What is being asked:
Using the word "logo" as the filter, copy each matching line from the records.

Stored data entries:
++++++++

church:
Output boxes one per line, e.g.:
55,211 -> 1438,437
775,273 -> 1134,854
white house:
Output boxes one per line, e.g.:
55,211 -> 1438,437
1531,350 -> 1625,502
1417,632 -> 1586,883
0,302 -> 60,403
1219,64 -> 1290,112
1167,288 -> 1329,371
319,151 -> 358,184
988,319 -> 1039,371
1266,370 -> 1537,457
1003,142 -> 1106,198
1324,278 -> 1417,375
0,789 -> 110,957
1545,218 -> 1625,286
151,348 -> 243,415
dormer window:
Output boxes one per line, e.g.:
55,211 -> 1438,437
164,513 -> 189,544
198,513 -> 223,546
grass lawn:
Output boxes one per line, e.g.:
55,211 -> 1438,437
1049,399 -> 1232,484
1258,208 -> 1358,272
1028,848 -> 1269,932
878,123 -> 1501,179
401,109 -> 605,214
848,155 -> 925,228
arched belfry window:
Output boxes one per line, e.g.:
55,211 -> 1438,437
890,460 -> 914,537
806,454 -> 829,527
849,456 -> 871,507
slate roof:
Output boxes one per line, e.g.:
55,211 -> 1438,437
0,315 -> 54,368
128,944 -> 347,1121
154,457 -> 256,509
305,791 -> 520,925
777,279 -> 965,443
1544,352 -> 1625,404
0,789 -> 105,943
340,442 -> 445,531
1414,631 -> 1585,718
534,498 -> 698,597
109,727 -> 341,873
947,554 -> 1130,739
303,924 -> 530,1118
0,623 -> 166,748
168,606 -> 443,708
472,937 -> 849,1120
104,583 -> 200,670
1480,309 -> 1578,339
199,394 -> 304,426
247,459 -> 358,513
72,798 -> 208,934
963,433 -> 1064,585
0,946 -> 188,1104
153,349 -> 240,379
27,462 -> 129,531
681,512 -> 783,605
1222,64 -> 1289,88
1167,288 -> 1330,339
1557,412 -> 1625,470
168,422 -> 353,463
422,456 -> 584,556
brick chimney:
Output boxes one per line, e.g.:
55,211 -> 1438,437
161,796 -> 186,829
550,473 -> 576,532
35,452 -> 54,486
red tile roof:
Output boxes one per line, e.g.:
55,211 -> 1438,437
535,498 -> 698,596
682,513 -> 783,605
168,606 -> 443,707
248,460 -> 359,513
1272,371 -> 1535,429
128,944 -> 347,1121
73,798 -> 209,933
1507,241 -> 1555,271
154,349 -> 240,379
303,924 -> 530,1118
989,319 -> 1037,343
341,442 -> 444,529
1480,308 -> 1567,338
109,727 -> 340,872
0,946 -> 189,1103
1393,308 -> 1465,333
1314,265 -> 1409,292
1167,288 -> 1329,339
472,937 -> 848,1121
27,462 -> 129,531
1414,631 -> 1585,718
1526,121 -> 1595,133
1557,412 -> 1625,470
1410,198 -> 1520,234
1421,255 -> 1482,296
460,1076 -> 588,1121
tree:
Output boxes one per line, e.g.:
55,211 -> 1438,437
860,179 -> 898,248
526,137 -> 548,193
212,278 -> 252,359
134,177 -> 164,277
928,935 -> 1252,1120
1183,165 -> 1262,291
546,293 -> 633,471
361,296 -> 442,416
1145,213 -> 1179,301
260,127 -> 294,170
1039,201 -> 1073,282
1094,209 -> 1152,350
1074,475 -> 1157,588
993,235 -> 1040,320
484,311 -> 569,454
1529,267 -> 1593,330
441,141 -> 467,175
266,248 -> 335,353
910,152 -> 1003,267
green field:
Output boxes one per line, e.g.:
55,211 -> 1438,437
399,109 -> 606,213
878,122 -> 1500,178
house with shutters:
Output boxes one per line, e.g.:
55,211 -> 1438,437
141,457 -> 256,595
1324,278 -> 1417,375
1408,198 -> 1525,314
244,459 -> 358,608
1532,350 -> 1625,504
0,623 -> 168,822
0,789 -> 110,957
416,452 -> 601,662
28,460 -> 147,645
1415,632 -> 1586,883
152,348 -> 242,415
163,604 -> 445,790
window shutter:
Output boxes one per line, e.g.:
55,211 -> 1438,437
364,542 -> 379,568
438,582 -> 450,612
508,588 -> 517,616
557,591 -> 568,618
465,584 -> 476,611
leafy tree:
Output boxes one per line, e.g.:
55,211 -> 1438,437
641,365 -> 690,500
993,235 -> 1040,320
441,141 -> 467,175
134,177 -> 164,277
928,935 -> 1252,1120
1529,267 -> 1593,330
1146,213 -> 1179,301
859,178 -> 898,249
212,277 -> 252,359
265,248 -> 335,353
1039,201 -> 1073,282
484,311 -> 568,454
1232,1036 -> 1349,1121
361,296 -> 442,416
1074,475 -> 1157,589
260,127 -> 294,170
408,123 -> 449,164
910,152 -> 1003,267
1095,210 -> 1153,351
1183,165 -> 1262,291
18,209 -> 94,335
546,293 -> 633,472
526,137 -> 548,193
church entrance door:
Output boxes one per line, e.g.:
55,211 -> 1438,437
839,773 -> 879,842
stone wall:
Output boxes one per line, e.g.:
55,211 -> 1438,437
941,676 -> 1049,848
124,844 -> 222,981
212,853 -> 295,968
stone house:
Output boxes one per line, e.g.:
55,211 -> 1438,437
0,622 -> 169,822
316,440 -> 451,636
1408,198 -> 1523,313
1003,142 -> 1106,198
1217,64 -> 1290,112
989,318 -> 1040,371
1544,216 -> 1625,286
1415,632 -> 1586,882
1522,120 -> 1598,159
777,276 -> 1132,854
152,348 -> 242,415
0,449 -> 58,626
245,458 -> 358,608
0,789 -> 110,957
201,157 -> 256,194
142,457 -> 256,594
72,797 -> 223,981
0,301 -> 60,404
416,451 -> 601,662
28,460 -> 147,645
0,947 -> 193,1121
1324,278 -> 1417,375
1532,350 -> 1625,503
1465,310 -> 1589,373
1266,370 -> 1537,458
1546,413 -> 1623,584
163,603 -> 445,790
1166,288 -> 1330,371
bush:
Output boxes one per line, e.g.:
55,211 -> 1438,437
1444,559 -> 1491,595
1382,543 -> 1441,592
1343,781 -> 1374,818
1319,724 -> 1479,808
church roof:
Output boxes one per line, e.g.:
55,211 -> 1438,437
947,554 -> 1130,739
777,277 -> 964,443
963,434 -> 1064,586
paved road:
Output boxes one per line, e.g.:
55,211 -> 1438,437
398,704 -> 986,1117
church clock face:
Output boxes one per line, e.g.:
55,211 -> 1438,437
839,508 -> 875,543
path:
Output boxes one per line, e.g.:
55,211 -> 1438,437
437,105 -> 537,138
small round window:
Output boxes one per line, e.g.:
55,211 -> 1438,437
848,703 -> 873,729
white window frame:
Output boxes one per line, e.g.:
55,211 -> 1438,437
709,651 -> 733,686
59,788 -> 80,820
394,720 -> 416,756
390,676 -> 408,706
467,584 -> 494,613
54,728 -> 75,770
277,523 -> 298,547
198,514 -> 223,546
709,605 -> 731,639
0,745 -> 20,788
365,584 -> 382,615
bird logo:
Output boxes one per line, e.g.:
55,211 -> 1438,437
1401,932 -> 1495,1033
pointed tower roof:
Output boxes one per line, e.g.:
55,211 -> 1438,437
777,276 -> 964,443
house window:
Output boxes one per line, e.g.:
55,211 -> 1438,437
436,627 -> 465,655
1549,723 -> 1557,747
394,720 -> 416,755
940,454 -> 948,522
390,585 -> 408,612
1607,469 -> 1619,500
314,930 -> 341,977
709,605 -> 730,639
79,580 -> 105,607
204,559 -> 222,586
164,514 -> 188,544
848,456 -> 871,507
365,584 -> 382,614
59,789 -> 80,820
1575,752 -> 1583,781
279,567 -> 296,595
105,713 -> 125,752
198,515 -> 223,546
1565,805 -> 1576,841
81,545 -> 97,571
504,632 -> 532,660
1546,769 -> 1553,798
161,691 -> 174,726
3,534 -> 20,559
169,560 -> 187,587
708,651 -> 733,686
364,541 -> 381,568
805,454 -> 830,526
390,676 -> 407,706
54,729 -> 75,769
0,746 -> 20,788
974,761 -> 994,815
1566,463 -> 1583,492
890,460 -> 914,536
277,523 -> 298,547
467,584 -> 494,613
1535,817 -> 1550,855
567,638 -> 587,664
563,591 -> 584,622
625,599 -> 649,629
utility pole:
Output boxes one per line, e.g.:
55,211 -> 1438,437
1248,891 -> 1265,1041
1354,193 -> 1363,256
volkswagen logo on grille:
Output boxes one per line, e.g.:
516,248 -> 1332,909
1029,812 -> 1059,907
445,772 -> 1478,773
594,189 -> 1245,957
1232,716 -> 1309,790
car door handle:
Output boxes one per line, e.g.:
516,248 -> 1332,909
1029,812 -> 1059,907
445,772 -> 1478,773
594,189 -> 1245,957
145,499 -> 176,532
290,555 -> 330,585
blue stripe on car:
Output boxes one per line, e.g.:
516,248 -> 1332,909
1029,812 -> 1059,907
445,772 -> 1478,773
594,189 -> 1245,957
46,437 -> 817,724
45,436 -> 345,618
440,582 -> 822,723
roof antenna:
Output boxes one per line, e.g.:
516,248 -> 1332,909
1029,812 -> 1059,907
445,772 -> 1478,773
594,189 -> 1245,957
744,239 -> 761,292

++++++++

Written answer:
bird logo:
volkswagen logo on grille:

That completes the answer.